The exercise:
Carry over every line from the one containing "point: green foliage" through the end of the listing below, requests included, adding 46 to each coordinate in the answers but not to the numbers in the requests or their format samples.
■ ■ ■ ■ ■ ■ ■
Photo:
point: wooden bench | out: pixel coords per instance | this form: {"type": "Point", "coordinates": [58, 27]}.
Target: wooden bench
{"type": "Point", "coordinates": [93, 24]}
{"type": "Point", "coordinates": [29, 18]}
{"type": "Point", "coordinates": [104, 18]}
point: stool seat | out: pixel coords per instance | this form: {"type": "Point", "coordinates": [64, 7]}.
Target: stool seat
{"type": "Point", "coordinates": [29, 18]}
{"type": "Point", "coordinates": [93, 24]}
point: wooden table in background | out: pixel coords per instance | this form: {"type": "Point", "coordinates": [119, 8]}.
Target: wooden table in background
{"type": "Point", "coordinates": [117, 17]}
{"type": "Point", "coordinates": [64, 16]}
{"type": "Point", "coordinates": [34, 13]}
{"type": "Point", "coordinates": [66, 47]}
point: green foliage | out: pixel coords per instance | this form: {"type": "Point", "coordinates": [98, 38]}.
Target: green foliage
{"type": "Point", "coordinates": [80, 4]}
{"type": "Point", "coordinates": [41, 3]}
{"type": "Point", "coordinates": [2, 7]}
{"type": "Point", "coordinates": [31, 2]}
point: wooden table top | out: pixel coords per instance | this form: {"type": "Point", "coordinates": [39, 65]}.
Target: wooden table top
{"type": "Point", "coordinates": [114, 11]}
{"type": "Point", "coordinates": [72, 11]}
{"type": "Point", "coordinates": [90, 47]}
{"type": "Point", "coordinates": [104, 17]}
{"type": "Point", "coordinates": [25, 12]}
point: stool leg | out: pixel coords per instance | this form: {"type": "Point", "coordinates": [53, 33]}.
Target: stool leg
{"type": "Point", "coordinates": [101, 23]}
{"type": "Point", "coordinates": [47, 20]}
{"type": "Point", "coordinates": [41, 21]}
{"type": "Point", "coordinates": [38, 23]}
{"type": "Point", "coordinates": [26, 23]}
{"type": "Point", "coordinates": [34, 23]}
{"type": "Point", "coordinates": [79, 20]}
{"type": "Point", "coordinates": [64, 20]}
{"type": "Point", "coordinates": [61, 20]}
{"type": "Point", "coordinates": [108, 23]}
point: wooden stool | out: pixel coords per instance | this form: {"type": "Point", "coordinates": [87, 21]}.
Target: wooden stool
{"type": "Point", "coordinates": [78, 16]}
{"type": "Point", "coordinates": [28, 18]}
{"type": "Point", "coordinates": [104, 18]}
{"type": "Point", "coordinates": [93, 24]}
■ ■ ■ ■ ■ ■ ■
Exercise solution:
point: green foliage | out: pixel coords per instance | this form: {"type": "Point", "coordinates": [98, 38]}.
Target: green foliage
{"type": "Point", "coordinates": [126, 50]}
{"type": "Point", "coordinates": [87, 49]}
{"type": "Point", "coordinates": [48, 53]}
{"type": "Point", "coordinates": [77, 48]}
point: wooden table top | out: pixel coords per instance | this form: {"type": "Point", "coordinates": [39, 65]}.
Target: wooden table top
{"type": "Point", "coordinates": [160, 57]}
{"type": "Point", "coordinates": [118, 57]}
{"type": "Point", "coordinates": [136, 93]}
{"type": "Point", "coordinates": [150, 63]}
{"type": "Point", "coordinates": [71, 58]}
point: stool leg | out: pixel coords per instance | this form: {"type": "Point", "coordinates": [53, 33]}.
Target: stool leg
{"type": "Point", "coordinates": [147, 69]}
{"type": "Point", "coordinates": [93, 66]}
{"type": "Point", "coordinates": [87, 67]}
{"type": "Point", "coordinates": [84, 69]}
{"type": "Point", "coordinates": [72, 69]}
{"type": "Point", "coordinates": [80, 69]}
{"type": "Point", "coordinates": [125, 66]}
{"type": "Point", "coordinates": [110, 66]}
{"type": "Point", "coordinates": [107, 66]}
{"type": "Point", "coordinates": [154, 69]}
point: wooden stool | out: pixel coords per instance | this form: {"type": "Point", "coordinates": [87, 21]}.
Target: wooden stool
{"type": "Point", "coordinates": [124, 62]}
{"type": "Point", "coordinates": [74, 64]}
{"type": "Point", "coordinates": [150, 64]}
{"type": "Point", "coordinates": [139, 70]}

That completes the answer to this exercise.